— Start of Text —

Coincidences or, we know Time Lords like cricket

Combining two of the obsessions of this blog, has anyone else noticed that when Australia began their dominance over England in the Ashes in 1989, it was only a few months later thatDoctor Who went off the air? And then, just a few months before this series started, it came back.

(Edgbaston 1997 is thus an easily explained blip - the one-off appearance of the Paul McGann TV Movie version inspired that victor, but the fact that no series was commissioned on the back of it led to the slump that followed in that series.)

09 Aug 2005

07 Aug 2005

‘Cricket’s just boring’

I think I may have to stop watching the Ashes, just because it’s getting far too tense, and whenever I watch, things seem to go bad for England. For instance, when all the wickets were tumbling last night, I was managing between radio and the Cricinfo scorecard - this morning I was enduring the full nail-biting experience on Channel 4. Coincidence? Probably.

Still, we won. Just. The second closest Test victory of all time and if Lee and Kasprowicz had held on for those last few wins, it would have been the highest ever victorious last wicket partnership.

This has the potential to be one of the great Test series, not just a great Ashes series so what lies in wait at Manchester? I’m going for heavy rain and one of those draws where there’s not even a chance of a result with the third innings starting sometime on Monday afternoon.

02 Jul 2005

Tightness

So, England and Australia play four games in the Natwest Series - England win one, Australia win one, one’s a no result and then the final is tied. Can you say ‘two incredibly closely matched teams’?

— End of Text —

◆ **Parts of the exercise**:
1 – Revise the part of the cricket blog that opens with the words containing "02 Jul 2005" and closes with "closely matched teams’?", replacing "Natwest Series" with "one-day series".
2 – Resume the cricket blog after its last sentence and keep writing.

— Start of Given data —

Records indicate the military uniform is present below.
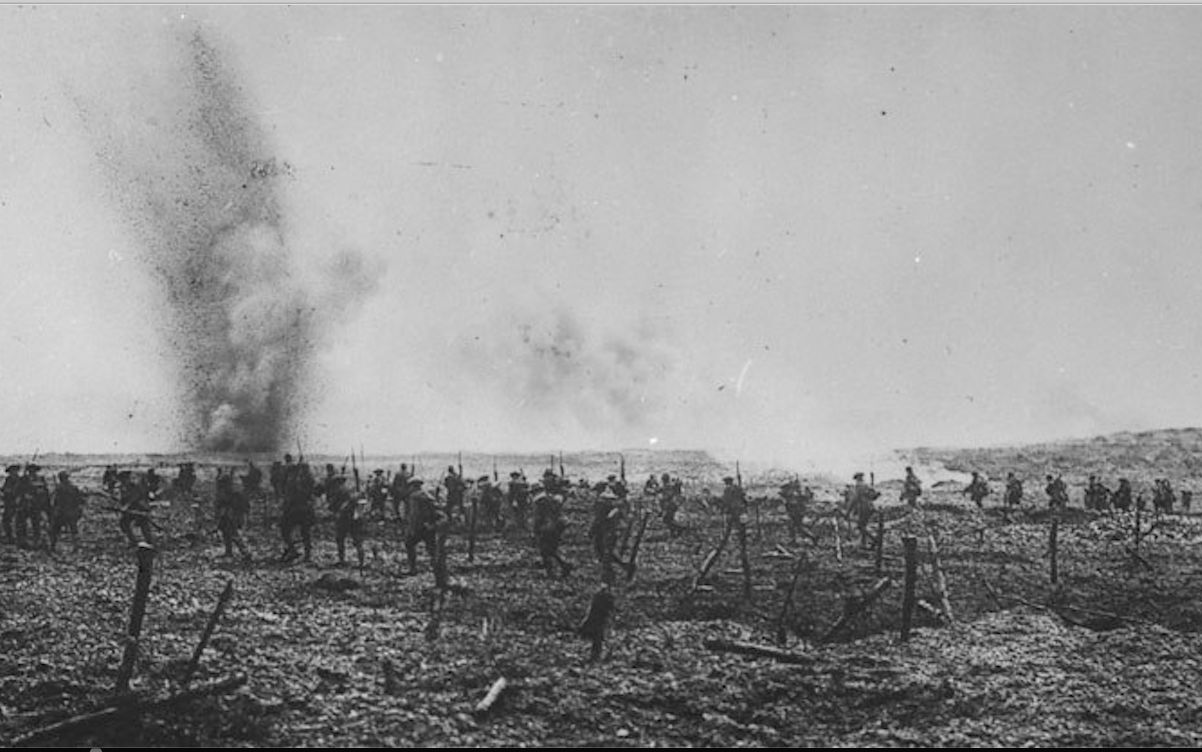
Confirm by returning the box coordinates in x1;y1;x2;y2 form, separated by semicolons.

— End of Given data —

◆ **Task responses**:
1 –
02 Jul 2005

Tightness

So, England and Australia play four games in the one-day series - England win one, Australia win one, one’s a no result and then the final is tied. Can you say ‘two incredibly closely matched teams’?

2 –
It bodes well for the Ashes when they finally come round, which no doubt means Australia will win 4-1 rather than 5-0.

18 Jun 2005

Strange things are afoot

Review of Parting Of The Ways later on, but right now I’m too shocked. Not by Who for once, but by the fact that Bangladesh have beaten Australia.

I repeat, Bangladesh have beaten Australia. Don’t think anyone saw that coming.

17 May 2005

From the Department of Silly Ideas

Here comes the latest mad idea from the ICC - allowing sides to select 12 players for one-day internationals and then substitute one during the match. Not just for injuries, either, but for tactical reasons, obviously because there just aren’t enough confusing rules and tactical ploys in ODIs already.

Sunil Gavaskar attempts to make a case for it in the article I linked, but somehow I suspect his examples wouldn’t be the ones we’d see. Any system that will effectively allow teams to field an extra specialist when they’re batting or bowling is going to be used for that, unless match referees are also going to be given new powers to determine whether a substitution will be exciting or not.

15 May 2005

A question of timing

Great timing from me me just now - turned on the radio just in time to hear David Graveney announce the England squad for the First Test against Bangladesh. Pietersen doesn’t make it - though Graveney is now suggesting that he’s in competition with Graham Thorpe for a place - but Ian Bell and Jon Lewis do. And now that’s been announced, surely we’re at least in the spring so can all these bloody frosts stop now please?

09 Apr 2005

Flashing outside the off-stump

From Decca Aitkenhead’s Guardian profile of Charles Kennedy, an excellent description of him from Tom McNally:

“He’s been the kind of David Gower of politics,” reflected Lord McNally, party leader in the Lords. “He has all the elegant strokes but he can sometimes give the impression that he has scored 80 and is a little bit bored, and will play a casual stroke.”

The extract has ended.